### Exercise data

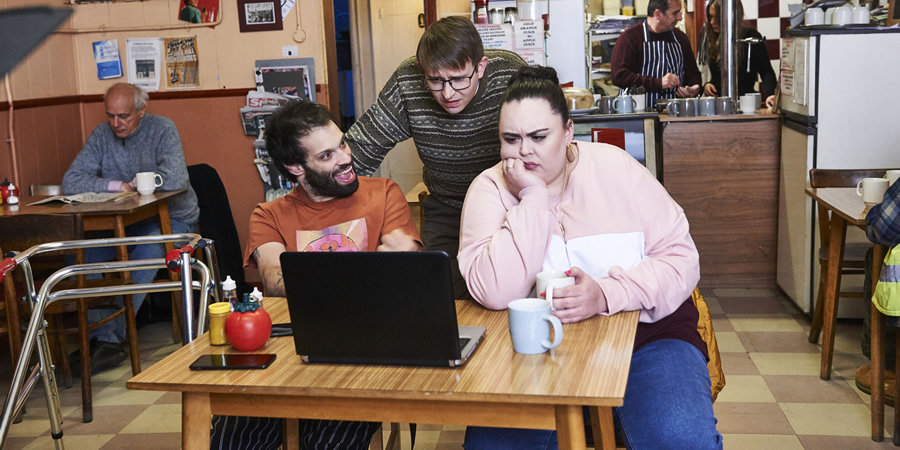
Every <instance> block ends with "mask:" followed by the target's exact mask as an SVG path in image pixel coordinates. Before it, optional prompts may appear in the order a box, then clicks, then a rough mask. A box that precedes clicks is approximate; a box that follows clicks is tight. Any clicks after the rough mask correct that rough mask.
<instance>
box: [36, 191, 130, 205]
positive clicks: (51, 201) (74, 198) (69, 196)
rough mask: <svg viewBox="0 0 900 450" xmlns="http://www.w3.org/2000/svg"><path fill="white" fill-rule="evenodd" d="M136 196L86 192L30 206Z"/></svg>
mask: <svg viewBox="0 0 900 450" xmlns="http://www.w3.org/2000/svg"><path fill="white" fill-rule="evenodd" d="M135 194H137V192H84V193H81V194H72V195H55V196H53V197H47V198H45V199H43V200H39V201H36V202H34V203H29V204H28V206H31V205H42V204H44V203H50V202H63V203H103V202H114V201H118V200H121V199H123V198H126V197H130V196H132V195H135Z"/></svg>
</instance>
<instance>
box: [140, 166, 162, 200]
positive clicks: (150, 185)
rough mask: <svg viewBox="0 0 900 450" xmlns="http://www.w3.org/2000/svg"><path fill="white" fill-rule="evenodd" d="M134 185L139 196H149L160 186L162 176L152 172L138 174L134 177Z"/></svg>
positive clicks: (156, 173)
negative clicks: (145, 195) (150, 194)
mask: <svg viewBox="0 0 900 450" xmlns="http://www.w3.org/2000/svg"><path fill="white" fill-rule="evenodd" d="M134 180H135V181H134V185H135V187H136V188H137V191H138V192H139V193H140V194H141V195H150V194H152V193H153V191H155V190H156V188H158V187H160V186H162V176H161V175H160V174H158V173H154V172H140V173H138V174H137V175H135V177H134Z"/></svg>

######

◆ Problem details ◆
Using the data above, tally the lines that contain the string "positive" and state only the result.

◆ Result of the exercise ◆
3